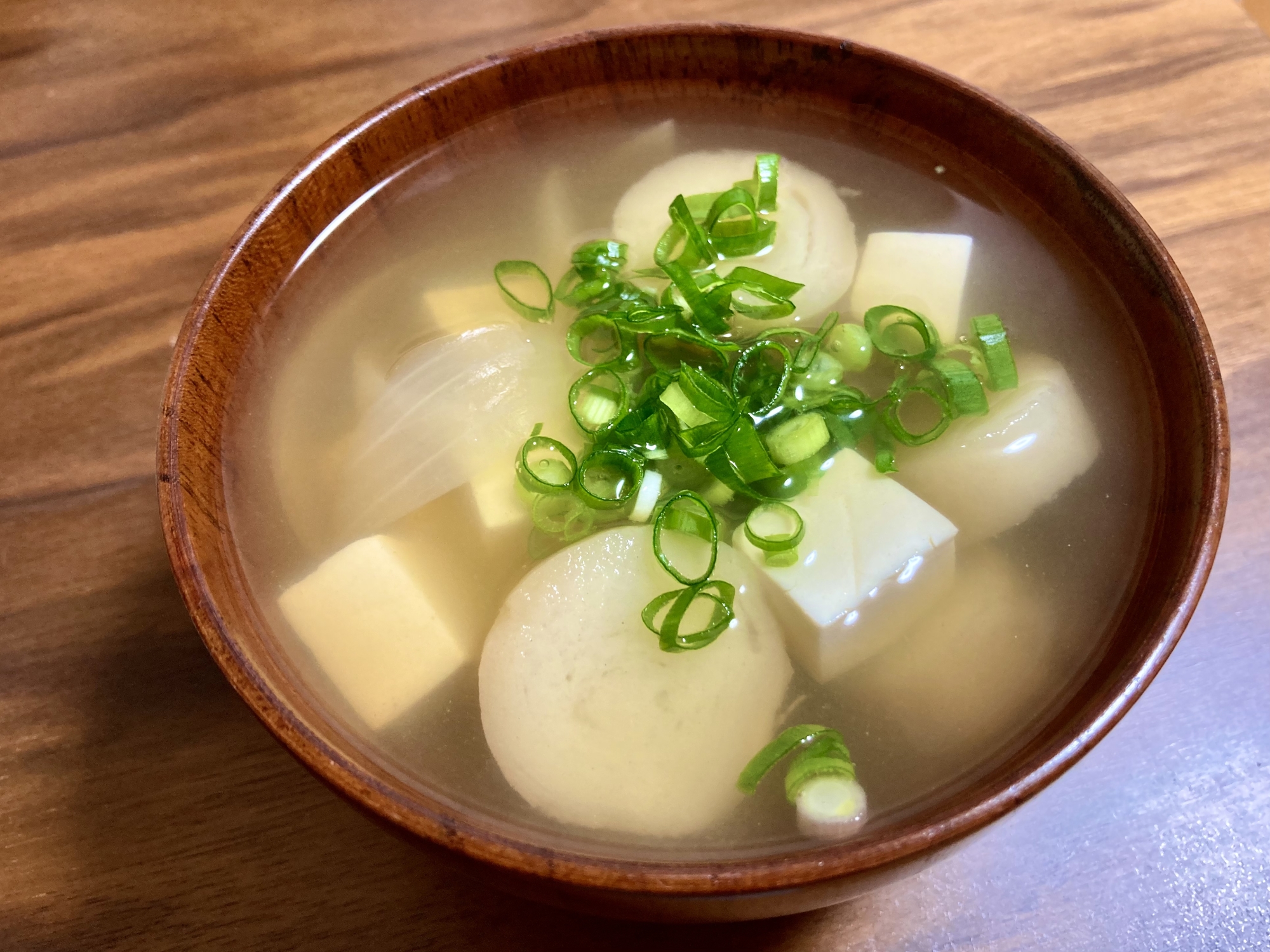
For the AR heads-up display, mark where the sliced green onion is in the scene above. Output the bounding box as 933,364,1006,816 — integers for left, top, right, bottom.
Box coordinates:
701,476,737,506
794,311,838,373
657,195,715,268
574,448,644,509
710,267,803,320
737,724,836,796
678,366,737,420
701,448,768,501
662,261,730,334
554,268,618,307
674,420,734,459
702,187,761,237
767,413,829,466
653,489,719,585
732,340,794,416
824,324,872,373
723,415,776,482
516,423,578,494
659,381,715,428
754,152,781,213
724,264,805,297
640,579,737,651
763,548,798,569
883,381,952,447
927,357,988,416
565,314,639,369
798,349,843,391
970,314,1019,390
531,493,596,542
872,418,899,472
745,503,806,552
569,367,630,433
865,305,940,360
737,724,856,803
710,218,776,258
630,470,663,522
785,731,856,803
644,329,737,376
573,239,626,272
494,261,555,321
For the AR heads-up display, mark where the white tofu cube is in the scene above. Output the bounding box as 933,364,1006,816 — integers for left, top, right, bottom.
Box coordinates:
733,449,956,682
895,354,1099,545
469,459,530,532
423,283,519,334
851,231,974,344
278,536,479,730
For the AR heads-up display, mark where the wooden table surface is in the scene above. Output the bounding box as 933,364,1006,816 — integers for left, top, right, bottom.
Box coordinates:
0,0,1270,952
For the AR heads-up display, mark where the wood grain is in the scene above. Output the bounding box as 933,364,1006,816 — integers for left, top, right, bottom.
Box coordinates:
0,0,1270,951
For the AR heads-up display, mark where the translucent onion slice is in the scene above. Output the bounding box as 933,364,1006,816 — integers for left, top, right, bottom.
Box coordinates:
612,150,856,322
340,322,573,533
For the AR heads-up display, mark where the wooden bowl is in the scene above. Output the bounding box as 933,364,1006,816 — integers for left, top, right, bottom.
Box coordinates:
159,25,1229,920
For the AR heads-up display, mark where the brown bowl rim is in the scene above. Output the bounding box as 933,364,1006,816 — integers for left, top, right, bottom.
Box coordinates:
157,23,1229,896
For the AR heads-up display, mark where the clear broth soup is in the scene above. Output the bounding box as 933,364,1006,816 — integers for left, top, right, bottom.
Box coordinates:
226,104,1151,858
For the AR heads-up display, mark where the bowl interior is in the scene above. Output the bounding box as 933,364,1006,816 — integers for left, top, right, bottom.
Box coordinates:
160,28,1224,892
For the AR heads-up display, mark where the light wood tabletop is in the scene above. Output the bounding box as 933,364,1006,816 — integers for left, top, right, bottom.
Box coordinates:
0,0,1270,952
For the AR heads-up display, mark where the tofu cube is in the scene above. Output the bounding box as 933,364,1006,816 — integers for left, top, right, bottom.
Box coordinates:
851,231,974,344
469,459,530,532
423,283,517,334
733,449,956,683
895,354,1099,545
278,536,479,730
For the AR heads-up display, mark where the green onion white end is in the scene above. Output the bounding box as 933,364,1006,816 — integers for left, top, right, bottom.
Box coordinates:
795,774,869,839
630,470,662,522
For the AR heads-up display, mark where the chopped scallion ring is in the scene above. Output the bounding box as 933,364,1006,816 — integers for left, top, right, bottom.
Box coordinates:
745,503,806,552
494,260,555,322
737,724,837,796
644,327,737,376
970,314,1019,390
572,239,626,272
531,493,596,542
630,470,664,522
927,357,988,416
640,579,737,651
883,381,952,449
516,424,578,494
653,489,719,585
569,367,630,434
574,448,644,509
865,305,940,360
754,152,781,213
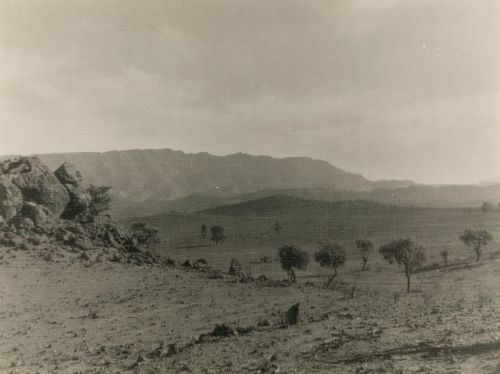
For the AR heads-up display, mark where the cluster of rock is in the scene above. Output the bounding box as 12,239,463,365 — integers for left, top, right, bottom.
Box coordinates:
0,157,155,263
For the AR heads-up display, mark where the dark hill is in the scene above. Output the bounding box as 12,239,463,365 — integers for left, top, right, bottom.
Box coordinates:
201,195,407,217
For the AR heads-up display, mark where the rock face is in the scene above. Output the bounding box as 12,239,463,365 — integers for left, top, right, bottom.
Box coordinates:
0,174,23,222
21,201,51,229
54,162,83,186
54,162,90,219
2,157,69,218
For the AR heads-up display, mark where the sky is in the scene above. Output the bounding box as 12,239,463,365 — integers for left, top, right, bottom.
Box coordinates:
0,0,500,183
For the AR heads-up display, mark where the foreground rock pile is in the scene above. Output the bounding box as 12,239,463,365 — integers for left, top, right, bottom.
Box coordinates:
0,157,156,264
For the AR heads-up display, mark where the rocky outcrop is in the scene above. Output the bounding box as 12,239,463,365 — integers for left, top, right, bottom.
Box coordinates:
0,174,23,222
0,157,156,265
54,162,90,219
1,157,69,219
54,162,83,186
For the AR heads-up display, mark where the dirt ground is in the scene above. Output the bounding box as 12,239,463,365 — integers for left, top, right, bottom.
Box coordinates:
0,248,500,374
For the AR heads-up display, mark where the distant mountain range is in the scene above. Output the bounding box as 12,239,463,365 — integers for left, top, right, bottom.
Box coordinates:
201,195,408,217
3,149,500,216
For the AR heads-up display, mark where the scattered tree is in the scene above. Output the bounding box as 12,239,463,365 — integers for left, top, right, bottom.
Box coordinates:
259,256,271,264
314,242,345,285
200,225,208,239
460,229,493,261
379,238,426,292
129,222,160,245
481,201,495,213
228,258,243,275
356,239,373,271
87,185,111,216
210,226,226,245
273,221,281,235
440,249,448,266
278,245,309,282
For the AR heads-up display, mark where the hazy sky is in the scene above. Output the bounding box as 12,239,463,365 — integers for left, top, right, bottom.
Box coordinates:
0,0,500,183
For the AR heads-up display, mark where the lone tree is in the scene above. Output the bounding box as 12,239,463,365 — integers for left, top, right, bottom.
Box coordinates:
356,239,373,271
379,238,426,292
129,222,160,245
87,185,111,217
440,249,448,266
200,225,208,239
314,242,345,285
481,201,495,213
273,221,281,235
278,245,309,282
460,229,493,261
210,226,226,245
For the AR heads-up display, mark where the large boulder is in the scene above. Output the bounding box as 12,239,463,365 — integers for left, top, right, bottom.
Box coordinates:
0,173,23,222
21,201,52,229
54,162,91,219
2,157,69,217
61,184,91,219
54,162,83,186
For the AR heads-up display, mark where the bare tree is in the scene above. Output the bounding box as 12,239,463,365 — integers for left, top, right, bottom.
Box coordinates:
314,242,345,285
356,239,373,271
278,245,309,282
379,238,426,292
440,249,448,266
210,226,226,245
460,229,493,261
200,225,207,239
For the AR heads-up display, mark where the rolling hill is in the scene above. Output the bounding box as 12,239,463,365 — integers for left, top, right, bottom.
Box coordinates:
31,149,382,201
2,149,500,216
200,195,408,217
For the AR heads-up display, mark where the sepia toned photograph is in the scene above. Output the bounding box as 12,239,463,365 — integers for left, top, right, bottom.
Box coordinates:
0,0,500,374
-=-=-
▸ EXERCISE PROMPT
Quote these lines word for word, from the first to the last, and omit the pictures from your answer.

▸ WRITTEN REPLY
For the AR heads-up display, mark where the sliced green onion is in the scene above. Output the bounding box as 933,364,1006,816 — integers for left, top, right, bottom.
Box coordinates:
701,476,737,506
794,311,838,373
657,195,715,268
574,448,644,509
710,267,803,320
737,724,836,796
678,366,737,420
701,448,768,501
662,261,730,334
554,268,618,307
674,420,734,459
702,187,761,237
767,413,829,466
653,489,719,585
732,340,794,416
824,324,872,373
723,415,776,482
516,423,578,494
659,381,715,428
754,152,781,213
724,264,805,297
640,579,737,651
763,548,798,569
883,381,952,447
927,357,988,416
565,314,639,369
798,349,843,391
970,314,1019,390
531,493,596,542
872,418,899,472
745,503,806,552
569,367,630,433
865,305,940,360
737,724,856,803
710,218,776,258
630,470,663,522
785,731,856,803
644,329,737,376
573,239,626,272
494,261,555,321
For the AR heads-up display, mark where the white tofu cube is in the scene above. Output the bounding box as 933,364,1006,816 — integers for left, top, right, bottom.
Box coordinates:
733,449,956,682
895,354,1099,545
469,459,530,532
423,283,519,334
851,231,974,344
278,536,479,730
For the AR heads-up display, mark where the wooden table surface is in the scene above. Output the bounding box as 933,364,1006,816 — integers for left, top, right, bottom.
Box coordinates:
0,0,1270,952
For the AR heads-up display, mark where the wood grain is in the scene above. Output the bounding box as 933,364,1006,816 — integers for left, top, right, bottom.
Box coordinates:
0,0,1270,951
For the AR heads-up display, mark where the translucent onion slice is in the scene above. Output the bounding box as 933,364,1006,816 — integers for left, top, right, bottom.
Box coordinates:
612,150,856,322
340,322,573,533
For the AR heads-up display, mark where the wooden bowl is in the scene above. Output the bounding box as 933,364,1006,816 — integers for left, top, right, bottom.
Box coordinates:
159,25,1229,920
For the AR heads-up display, mark where the brown bowl rim is in the scene above. Output the bounding box as 933,364,1006,816 — integers for left, top, right, bottom.
Box coordinates:
157,23,1229,896
For the AR heads-up display, mark where the clear broth soup is in the scene above. Output the bounding box as 933,364,1006,816 — integers for left, top, right, bottom.
Box coordinates:
226,104,1151,858
For the AR heads-up display, mark where the bowl interior is in the scene above. Output the bounding box as 933,364,1006,816 — integers for left, top, right, bottom.
Box coordinates:
160,28,1224,892
For the AR heads-up display, mark where the light wood tabletop is in the scene above. Output the bounding box as 933,364,1006,816 — integers for left, top, right, bottom.
Box coordinates:
0,0,1270,952
For the AR heads-up display, mark where the tofu cube is in the scene above. Output the bounding box as 933,364,1006,816 — integers for left, top, right, bottom.
Box coordinates:
851,231,974,344
469,459,530,532
423,283,517,334
733,449,956,683
895,354,1099,545
278,536,479,730
For the AR heads-up display, mark where the green onion white end is in the scene above. Output the bounding box as 933,364,1006,816 — integers for left, top, right, bottom.
Box coordinates:
795,774,869,839
630,470,662,522
For the AR heads-up display, mark where the chopped scallion ring is in the scene above. Output the bounding box as 933,364,1006,816 — integers for left, top, right, bottom.
Box coordinates:
745,503,806,552
494,260,555,322
737,724,837,796
644,327,737,376
970,314,1019,390
572,239,626,272
531,493,596,542
630,470,664,522
927,357,988,416
640,579,737,651
883,381,952,449
516,424,578,494
653,489,719,585
569,367,630,434
574,448,644,509
865,305,940,360
754,152,781,213
For the AR heads-up display, mark where the cluster of rock is in the scene above. Output the bounding box as 12,239,463,365 — integers for left, top, right, bottom.
Box coordinates:
0,157,155,263
For the AR heads-up display, mark where the dark hill is in the scene above. Output the bounding box as 12,239,463,365 — integers for left, top, right, bottom.
Box coordinates:
201,195,407,217
For the AR heads-up display, mark where the rock face is in the scene above. Output the bounding box as 12,239,463,365 — integers for left, top, right, bottom.
Box coordinates:
0,174,23,222
21,201,51,229
54,162,83,186
54,162,90,219
2,157,69,218
For the AR heads-up display, mark where the sky is in the scene above. Output the bounding box as 12,239,463,365 — integers for left, top, right, bottom.
Box coordinates:
0,0,500,183
For the AR heads-up display, mark where the foreground rock pile is in the scene above. Output the bounding box as 12,239,463,365 — integers for left, top, right, bottom.
Box coordinates:
0,157,156,264
For the AR heads-up display, mark where the rocky outcrop is in the scene above. Output the bounding box as 12,239,463,365 — integers for left, top, right, bottom.
Box coordinates:
0,174,23,222
0,157,156,265
54,162,90,219
1,157,69,219
54,162,83,186
For the AR heads-up display, mark where the dirt ground is in the scene above. Output the bounding box as 12,239,463,365 — integers for left, top, right, bottom.
Box coordinates:
0,248,500,374
For the AR heads-up display, mark where the distant mountain range is in the scene above. Output the bounding box as 12,239,463,365 — integers for left, top, right, bottom.
Box coordinates:
201,195,408,217
3,149,500,216
For the AR heads-up display, mark where the scattered tree is in the scene above. Output the bounding box as 12,239,463,365 — integers for left, top, right, bottom.
Box coordinates:
259,256,271,264
314,242,345,285
200,225,208,239
460,229,493,261
379,238,426,292
129,222,160,245
481,201,495,213
228,258,243,275
356,239,373,271
87,185,111,216
210,226,226,245
273,221,281,235
440,249,448,266
278,245,309,282
For the AR heads-up display, mark where the hazy sky is in the scene above. Output the bounding box as 12,239,463,365 — integers for left, top, right, bottom.
Box coordinates:
0,0,500,183
For the AR heads-up display, mark where the lone tree is in the scene above. Output the bounding box as 12,239,463,365 — integers for left, top, right, bottom.
Box coordinates:
356,239,373,271
379,238,426,292
129,222,160,245
87,185,111,217
440,249,448,266
200,225,208,239
314,242,345,285
481,201,495,213
273,221,281,235
278,245,309,282
460,229,493,261
210,226,226,245
For the AR heads-up display, mark where the large boulder is in the scene above. Output the bounding box as 12,239,463,365 — integers for left, top, right, bottom.
Box coordinates:
0,173,23,222
21,201,52,229
54,162,91,219
2,157,69,217
61,184,91,219
54,162,83,186
For the AR heads-up display, mark where the bare tree is in the scene above. Output the bounding box as 12,239,463,365 — integers for left, top, right, bottom.
Box coordinates:
314,242,345,285
356,239,373,271
278,245,309,282
379,238,426,292
440,249,448,266
210,226,226,245
460,229,493,261
200,225,207,239
For the AR heads-up display, mark where the rolling hill is in the scene above. Output the bounding box as 12,239,463,365 — integers for left, top, right, bottom.
Box coordinates:
31,149,382,201
2,149,500,216
200,195,408,217
For the AR heads-up display, mark where the sepia toned photograph is in the scene above. Output the bounding box as 12,239,463,365 — integers for left, top, right, bottom.
Box coordinates:
0,0,500,374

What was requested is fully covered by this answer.